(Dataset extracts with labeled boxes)
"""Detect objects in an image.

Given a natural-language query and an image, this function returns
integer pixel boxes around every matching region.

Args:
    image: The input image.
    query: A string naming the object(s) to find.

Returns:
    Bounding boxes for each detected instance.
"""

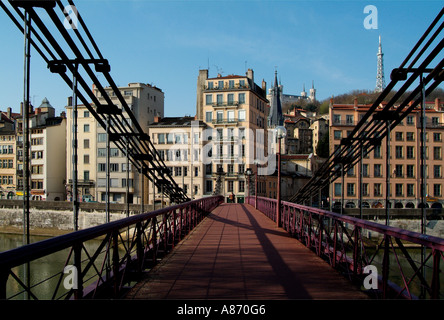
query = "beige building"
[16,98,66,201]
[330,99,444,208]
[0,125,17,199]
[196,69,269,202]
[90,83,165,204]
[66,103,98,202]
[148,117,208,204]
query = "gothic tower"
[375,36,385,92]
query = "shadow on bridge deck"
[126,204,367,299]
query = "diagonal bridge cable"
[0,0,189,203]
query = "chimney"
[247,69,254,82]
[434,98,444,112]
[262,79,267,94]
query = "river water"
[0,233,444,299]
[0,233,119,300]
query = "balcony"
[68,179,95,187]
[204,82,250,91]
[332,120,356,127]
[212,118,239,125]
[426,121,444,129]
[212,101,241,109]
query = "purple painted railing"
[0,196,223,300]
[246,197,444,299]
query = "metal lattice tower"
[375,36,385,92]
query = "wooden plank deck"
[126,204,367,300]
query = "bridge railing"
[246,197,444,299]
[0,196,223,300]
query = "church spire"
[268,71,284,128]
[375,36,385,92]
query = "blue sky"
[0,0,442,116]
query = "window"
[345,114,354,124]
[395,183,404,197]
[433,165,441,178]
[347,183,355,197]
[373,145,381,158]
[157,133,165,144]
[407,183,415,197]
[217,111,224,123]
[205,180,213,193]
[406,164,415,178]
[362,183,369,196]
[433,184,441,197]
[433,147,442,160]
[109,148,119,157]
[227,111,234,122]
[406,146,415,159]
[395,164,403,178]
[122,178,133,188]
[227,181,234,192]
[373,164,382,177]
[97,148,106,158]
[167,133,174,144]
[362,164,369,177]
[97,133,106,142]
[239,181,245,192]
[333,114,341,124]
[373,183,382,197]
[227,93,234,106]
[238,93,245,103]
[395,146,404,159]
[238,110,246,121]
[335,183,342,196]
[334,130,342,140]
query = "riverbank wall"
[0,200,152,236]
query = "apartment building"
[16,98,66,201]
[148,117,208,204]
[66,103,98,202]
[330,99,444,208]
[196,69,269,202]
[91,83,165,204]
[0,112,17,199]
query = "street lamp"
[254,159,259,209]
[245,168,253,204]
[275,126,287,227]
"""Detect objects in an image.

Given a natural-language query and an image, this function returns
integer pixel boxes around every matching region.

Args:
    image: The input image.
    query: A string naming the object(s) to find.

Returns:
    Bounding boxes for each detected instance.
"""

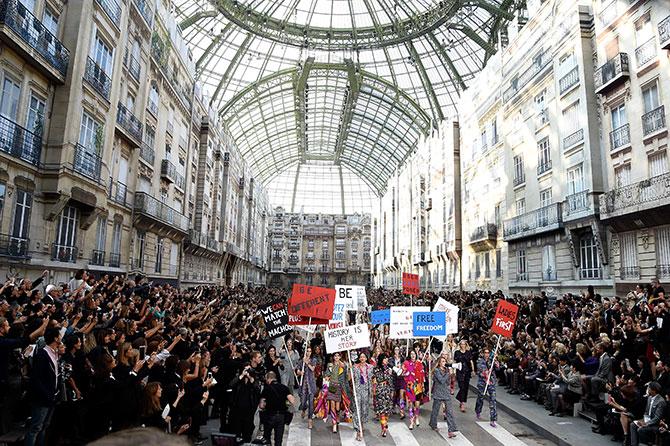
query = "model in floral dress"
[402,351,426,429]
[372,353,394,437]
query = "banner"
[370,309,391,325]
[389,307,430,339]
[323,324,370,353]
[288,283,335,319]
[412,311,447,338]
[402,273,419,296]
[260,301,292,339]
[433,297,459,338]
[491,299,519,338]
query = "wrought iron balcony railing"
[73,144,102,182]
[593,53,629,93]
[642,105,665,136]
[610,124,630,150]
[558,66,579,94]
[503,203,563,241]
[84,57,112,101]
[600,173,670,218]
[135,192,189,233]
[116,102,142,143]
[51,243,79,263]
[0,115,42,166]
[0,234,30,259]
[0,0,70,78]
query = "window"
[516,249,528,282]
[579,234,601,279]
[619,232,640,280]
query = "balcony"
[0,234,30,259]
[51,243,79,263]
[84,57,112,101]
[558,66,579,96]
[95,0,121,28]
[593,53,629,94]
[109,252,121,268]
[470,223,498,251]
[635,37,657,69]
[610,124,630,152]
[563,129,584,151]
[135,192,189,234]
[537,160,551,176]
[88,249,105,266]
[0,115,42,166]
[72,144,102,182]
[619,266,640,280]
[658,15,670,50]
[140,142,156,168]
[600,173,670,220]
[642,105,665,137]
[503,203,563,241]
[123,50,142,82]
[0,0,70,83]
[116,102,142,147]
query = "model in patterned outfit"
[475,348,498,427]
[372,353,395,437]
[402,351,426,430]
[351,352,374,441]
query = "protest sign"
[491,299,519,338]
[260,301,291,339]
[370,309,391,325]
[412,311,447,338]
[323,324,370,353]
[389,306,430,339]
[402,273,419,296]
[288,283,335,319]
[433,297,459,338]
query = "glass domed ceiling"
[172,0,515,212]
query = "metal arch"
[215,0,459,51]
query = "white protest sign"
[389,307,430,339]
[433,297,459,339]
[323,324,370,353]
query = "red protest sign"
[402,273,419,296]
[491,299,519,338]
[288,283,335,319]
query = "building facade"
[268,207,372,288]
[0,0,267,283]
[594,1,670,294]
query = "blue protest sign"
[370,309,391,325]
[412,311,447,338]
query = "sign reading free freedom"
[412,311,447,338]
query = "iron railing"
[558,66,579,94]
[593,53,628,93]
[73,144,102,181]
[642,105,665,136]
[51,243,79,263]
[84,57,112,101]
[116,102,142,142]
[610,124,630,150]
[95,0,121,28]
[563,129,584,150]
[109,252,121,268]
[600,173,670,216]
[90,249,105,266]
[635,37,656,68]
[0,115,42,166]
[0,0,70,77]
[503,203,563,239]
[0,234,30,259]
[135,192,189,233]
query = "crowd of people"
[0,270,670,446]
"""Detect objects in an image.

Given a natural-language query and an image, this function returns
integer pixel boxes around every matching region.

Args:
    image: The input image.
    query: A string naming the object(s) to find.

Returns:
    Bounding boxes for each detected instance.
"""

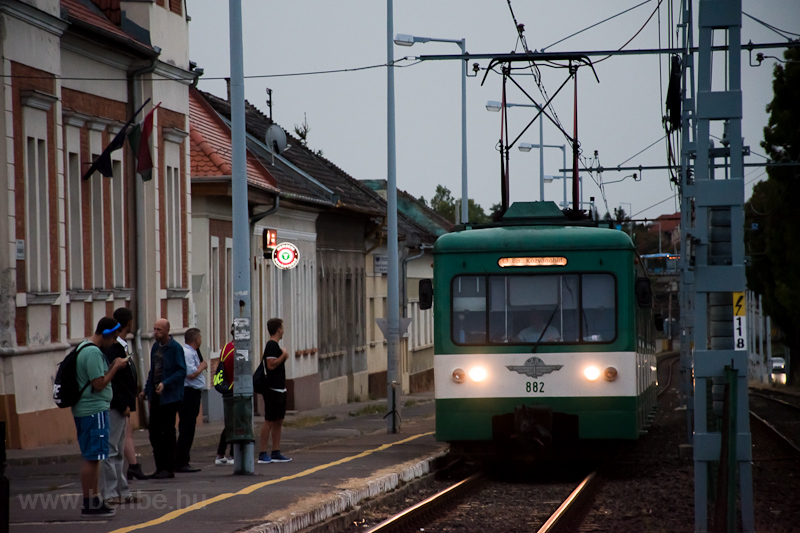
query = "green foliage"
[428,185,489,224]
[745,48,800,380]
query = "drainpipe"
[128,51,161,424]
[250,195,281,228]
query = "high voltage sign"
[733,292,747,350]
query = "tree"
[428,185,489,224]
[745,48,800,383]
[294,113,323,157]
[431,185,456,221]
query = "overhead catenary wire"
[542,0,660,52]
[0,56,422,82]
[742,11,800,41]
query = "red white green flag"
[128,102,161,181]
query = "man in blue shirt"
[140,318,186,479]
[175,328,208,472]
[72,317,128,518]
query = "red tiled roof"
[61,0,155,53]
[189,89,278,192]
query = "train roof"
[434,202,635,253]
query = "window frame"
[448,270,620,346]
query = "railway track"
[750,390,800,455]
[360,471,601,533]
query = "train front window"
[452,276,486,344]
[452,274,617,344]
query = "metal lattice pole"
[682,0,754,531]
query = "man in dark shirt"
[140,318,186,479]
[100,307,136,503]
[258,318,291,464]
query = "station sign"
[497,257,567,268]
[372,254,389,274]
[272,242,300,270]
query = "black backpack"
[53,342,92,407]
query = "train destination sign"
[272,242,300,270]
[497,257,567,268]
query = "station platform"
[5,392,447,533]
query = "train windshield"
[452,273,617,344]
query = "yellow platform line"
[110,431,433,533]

--

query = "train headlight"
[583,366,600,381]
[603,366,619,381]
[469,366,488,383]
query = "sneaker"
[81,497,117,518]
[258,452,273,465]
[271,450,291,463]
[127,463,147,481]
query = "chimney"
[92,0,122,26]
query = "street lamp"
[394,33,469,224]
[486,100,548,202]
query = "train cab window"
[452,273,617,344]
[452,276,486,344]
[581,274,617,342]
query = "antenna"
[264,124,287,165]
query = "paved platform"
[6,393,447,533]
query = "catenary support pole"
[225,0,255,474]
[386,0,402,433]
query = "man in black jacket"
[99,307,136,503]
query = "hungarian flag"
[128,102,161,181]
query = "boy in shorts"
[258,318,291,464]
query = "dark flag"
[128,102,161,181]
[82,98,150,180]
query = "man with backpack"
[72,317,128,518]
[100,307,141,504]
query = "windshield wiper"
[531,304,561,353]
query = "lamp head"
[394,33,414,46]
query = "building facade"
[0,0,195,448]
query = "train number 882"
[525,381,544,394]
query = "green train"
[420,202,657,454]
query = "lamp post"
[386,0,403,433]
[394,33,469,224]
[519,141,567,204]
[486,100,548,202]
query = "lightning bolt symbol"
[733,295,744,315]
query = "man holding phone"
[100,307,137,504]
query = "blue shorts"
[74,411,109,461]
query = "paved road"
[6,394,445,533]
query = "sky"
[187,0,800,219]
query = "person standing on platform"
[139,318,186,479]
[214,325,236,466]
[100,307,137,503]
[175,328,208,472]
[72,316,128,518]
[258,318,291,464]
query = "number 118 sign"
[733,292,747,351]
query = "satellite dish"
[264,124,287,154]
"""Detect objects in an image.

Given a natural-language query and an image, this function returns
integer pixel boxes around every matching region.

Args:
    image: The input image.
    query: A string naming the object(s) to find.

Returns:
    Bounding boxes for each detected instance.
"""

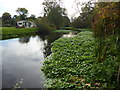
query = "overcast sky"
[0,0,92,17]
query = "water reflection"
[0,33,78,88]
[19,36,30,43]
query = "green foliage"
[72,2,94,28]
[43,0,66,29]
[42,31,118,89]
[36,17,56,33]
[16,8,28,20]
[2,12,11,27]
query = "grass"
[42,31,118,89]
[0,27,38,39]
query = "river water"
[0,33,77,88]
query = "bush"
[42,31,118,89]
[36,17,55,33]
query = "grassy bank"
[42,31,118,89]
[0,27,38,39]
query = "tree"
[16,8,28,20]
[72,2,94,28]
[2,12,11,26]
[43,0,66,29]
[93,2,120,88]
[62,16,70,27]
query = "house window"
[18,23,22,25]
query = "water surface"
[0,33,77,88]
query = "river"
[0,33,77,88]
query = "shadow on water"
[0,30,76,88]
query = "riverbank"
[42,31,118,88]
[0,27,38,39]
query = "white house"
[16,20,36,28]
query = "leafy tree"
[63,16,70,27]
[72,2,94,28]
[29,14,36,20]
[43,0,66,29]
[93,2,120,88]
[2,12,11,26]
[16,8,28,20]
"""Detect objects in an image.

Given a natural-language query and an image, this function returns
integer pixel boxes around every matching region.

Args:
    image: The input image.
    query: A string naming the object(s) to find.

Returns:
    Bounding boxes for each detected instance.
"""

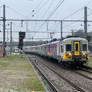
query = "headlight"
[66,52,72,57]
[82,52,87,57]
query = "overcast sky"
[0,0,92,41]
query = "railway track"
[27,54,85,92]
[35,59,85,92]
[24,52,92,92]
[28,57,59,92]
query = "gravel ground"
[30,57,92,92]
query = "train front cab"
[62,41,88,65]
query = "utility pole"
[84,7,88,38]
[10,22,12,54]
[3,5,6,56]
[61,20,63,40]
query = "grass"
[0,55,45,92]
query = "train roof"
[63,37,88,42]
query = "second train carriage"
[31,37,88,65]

### Problem description
Please pick out and copy every line of the records that contains the word "front". Case matters.

### Answer to the exercise
query = "train front window"
query = "train front cab"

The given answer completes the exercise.